Written request 1:
According to the discussion of custom titanium frame builders, how many years had the builder who caught the writer's notice been welding Ti?

Source excerpt:
I saw some custom Ti, low volume, " fast turn-around" builders with nice welds just as the big name frames. I think the custom builders are more conservative in that they rarely shape/bend the chain/seat stays.

One custom builder in particular got my notice. Welding Ti for 14 years, his work looked just as good as the BIG two or three that were present. Hint, frame looks like a Moots.

Can you really get a Big-name frame put together by someone with that much experience?

It seems obvious now to buy from a builder you can talk to, but I had to see to believe. Anybody share the same conclusion?
It was pretty obvious from the original post that you were referring to ABG.
It was also obvious, to me, that you were subsequently referring to Jim Kish.
Why?
Because your words describe who he is, as a builder and a person. It seems that after one meeting with him you were impressed, by the person himself, as opposed to some brochure. That should have real some value, no?

There are at least a few of us (on RBR, more outside) who have Kish frames (FTM surely, he has one of the most beautiful mint green rides I've ever seen (I saw it in Kish's shop), and austin comes to mind as well) and I think all are happy with the work. Do a search (unfortunately, it was easier in the old, non-new, non-improved, RBR dispensation) for "Kish" and read the threads: all complimentary.

Records for the exercise:

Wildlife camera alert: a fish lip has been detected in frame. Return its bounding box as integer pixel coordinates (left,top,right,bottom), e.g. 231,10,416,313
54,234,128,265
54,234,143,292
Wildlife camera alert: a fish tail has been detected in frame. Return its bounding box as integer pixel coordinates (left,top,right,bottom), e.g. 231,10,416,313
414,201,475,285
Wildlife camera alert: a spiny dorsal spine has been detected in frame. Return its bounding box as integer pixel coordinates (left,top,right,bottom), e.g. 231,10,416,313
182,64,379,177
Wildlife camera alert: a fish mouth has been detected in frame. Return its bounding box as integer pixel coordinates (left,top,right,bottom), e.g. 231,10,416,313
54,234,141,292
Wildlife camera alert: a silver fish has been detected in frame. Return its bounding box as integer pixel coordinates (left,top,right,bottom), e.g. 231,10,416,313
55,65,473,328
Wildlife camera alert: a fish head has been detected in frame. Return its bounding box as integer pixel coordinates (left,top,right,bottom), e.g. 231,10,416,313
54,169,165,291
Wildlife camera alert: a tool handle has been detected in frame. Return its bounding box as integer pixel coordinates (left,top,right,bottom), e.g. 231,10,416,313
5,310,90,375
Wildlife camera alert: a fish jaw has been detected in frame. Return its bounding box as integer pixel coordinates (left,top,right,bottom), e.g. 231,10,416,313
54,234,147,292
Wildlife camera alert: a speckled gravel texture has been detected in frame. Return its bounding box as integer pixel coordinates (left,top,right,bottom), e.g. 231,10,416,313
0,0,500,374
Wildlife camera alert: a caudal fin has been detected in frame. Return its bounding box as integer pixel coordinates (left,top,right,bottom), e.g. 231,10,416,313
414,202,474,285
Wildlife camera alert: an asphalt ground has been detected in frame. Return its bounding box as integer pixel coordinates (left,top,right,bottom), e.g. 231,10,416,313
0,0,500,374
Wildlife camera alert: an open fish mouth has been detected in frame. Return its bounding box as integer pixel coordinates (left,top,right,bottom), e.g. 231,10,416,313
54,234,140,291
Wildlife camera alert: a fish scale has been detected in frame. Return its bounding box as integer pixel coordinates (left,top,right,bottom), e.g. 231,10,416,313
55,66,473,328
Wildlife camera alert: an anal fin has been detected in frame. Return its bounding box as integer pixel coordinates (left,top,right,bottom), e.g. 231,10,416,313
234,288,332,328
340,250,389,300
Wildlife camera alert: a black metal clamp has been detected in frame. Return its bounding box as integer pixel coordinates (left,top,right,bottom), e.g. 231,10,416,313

Written request 2:
Put the entries from the line containing "Wildlife camera alert: a fish scale" through the last of the entries, both ends included, into a numbered list, leaving out blank lines.

Result 1:
14 years.

Result 2:
1. Wildlife camera alert: a fish scale has been detected in frame. Return its bounding box as integer pixel coordinates (left,top,right,bottom), e.g. 231,10,416,313
2. 55,66,473,328
3. Wildlife camera alert: an anal fin has been detected in frame. Return its bounding box as integer pixel coordinates (left,top,right,bottom), e.g. 231,10,416,313
4. 234,288,332,328
5. 340,250,389,300
6. Wildlife camera alert: a black metal clamp has been detected in frame. Return its bounding box as integer pixel coordinates (left,top,right,bottom), e.g. 231,10,416,313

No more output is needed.